*ЗАДАЧА*: Перечислите все случаи, которые в тексте о влиянии войны на нервную систему названы примерами того, после чего люди теряли рассудок или заболевали тяжелыми нервными болезнями.

*ТЕКСТ*:
★ ★ ★ ★ ★ ★ ★

Хотя она не так распространена, как во Франции и Англии, эта истерия не отсутствует в Германии, где в течение последней четверти века она продолжала набирать силу. Германия дольше была защищена от нее, чем цивилизованные народы Запада, меньшим развитием крупной промышленности и отсутствием больших городов в собственном смысле слова. В последнем поколении, однако, оба этих дара были обильно предоставлены ей, и две великие войны сделали остальное, чтобы сделать нервную систему народа восприимчивой к пагубным влияниям города и фабричной системы.
Влияние войны на нервы участников никогда систематически не исследовалось; а ведь как это была бы высоко важная и необходимая работа! Наука знает, какие расстройства производятся в человеке одним сильным моральным потрясением, например, внезапной смертельной опасностью; она зафиксировала сотни и тысячи случаев, в которых люди, спасенные от утопления, или присутствовавшие при пожаре на корабле, или в железнодорожной катастрофе, или которым угрожали убийством и т. д., либо теряли рассудок, либо были поражены тяжелыми и затяжными, часто неизлечимыми нервными болезнями. На войне сотни тысяч подвергаются всем этим страшным впечатлениям одновременно. Месяцами жестокое увечье или внезапная смерть угрожают им на каждом шагу. Они часто окружены зрелищем опустошения, пожарищ, самых ужасных ран и груд трупов, страшных для созерцания. Более того, к их силам предъявляются величайшие требования; они вынуждены маршировать, пока не упадут, и не могут рассчитывать на адекватное питание или достаточный сон. И разве не должен появиться среди этих сотен тысяч эффект, который, как доказано, является результатом одного из тех событий, что происходят тысячами во время войны? Пусть не говорят, что в кампании солдат становится черствым к ужасам, окружающим его. Это лишь означает, что они перестают возбуждать внимание его сознания. Они, тем не менее, воспринимаются чувствами и их мозговыми центрами и поэтому оставляют свои следы в нервной системе. То, что солдат в данный момент не замечает глубокого потрясения — более того, даже сокрушения, — которое он испытал, также ничего не доказывает. «Травматическая истерия», «железнодорожный позвоночник», нервные болезни, последовавшие за моральным потрясением, также часто остаются незамеченными спустя месяцы после события, вызвавшего их.

★ ★ ★ ★ ★ ★ ★

*ИСХОДНЫЕ ДАННЫЕ*:
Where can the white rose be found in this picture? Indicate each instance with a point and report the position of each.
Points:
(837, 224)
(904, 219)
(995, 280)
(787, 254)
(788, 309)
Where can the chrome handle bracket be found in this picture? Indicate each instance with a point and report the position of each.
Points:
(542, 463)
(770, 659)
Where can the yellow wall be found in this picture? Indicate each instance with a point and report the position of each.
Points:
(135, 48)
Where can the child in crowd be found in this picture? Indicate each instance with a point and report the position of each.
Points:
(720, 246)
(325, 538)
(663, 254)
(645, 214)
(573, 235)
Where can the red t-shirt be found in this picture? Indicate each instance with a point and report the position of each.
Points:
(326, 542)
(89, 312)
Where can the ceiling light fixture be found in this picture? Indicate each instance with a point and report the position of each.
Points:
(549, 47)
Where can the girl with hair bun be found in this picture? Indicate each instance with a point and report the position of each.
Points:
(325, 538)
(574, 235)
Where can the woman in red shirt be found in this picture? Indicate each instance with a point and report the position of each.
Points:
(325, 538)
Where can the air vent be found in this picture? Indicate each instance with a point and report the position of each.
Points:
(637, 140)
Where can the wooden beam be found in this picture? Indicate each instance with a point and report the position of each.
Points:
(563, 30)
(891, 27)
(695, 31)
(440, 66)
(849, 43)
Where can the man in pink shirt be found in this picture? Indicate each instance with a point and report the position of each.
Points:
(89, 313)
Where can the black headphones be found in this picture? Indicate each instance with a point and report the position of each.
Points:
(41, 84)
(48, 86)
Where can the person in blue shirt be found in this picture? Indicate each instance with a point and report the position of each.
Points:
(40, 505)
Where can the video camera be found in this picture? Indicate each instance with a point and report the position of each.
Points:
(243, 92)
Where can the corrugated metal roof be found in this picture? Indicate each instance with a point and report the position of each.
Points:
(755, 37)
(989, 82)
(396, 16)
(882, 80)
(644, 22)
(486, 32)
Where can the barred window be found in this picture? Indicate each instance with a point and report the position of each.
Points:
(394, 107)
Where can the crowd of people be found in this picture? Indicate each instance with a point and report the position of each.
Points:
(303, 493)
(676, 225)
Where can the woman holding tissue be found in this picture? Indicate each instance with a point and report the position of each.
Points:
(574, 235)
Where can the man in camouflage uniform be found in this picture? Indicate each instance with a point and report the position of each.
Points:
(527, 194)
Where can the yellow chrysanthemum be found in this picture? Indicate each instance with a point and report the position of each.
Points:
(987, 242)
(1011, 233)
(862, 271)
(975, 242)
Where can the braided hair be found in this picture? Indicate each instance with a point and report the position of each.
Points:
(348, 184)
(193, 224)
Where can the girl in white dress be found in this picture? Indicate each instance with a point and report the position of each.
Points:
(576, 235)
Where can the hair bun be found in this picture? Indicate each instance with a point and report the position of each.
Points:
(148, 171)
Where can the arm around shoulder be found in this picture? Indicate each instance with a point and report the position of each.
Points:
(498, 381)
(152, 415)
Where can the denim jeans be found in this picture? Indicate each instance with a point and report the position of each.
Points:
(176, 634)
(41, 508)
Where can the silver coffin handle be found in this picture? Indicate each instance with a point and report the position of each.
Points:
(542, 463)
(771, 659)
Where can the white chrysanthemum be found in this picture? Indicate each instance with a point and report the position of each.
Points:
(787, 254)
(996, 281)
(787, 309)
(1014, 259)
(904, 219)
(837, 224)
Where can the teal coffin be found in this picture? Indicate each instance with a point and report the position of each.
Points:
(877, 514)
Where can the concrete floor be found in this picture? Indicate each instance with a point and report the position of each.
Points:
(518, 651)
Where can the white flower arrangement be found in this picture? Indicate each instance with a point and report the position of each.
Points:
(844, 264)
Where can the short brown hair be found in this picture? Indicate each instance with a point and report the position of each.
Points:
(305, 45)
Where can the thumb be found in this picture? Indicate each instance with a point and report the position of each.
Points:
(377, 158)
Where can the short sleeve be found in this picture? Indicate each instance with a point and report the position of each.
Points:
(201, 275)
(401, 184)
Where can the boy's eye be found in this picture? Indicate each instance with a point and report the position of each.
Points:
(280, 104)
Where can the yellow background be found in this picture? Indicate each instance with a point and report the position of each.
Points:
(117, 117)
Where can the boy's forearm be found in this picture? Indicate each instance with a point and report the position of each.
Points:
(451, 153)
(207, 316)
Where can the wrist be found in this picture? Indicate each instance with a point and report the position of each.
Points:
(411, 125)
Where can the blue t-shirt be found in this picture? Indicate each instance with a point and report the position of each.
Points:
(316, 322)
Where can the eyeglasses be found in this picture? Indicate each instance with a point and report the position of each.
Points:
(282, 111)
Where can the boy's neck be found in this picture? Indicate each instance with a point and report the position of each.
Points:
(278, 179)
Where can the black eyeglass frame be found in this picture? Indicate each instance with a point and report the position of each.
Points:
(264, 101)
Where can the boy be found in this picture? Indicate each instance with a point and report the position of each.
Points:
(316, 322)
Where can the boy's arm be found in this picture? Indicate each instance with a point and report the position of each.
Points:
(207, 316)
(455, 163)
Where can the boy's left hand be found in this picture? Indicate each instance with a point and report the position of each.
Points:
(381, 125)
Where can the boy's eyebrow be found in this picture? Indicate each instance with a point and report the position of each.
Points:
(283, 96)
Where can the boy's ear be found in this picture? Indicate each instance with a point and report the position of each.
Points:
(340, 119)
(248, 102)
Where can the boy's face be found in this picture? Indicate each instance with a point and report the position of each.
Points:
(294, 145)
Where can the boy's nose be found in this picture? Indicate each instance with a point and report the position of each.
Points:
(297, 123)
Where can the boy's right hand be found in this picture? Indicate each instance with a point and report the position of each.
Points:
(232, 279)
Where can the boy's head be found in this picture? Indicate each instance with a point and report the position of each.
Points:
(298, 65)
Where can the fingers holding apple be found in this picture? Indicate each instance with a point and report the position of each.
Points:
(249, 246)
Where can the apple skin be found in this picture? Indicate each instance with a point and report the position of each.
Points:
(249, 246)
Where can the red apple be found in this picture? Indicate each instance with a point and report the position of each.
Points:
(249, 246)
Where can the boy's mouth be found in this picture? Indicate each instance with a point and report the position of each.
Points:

★ ★ ★ ★ ★ ★ ★

*ОТВЕТ*:
- спасение от утопления
- пожар на корабле
- железнодорожная катастрофа
- угроза убийством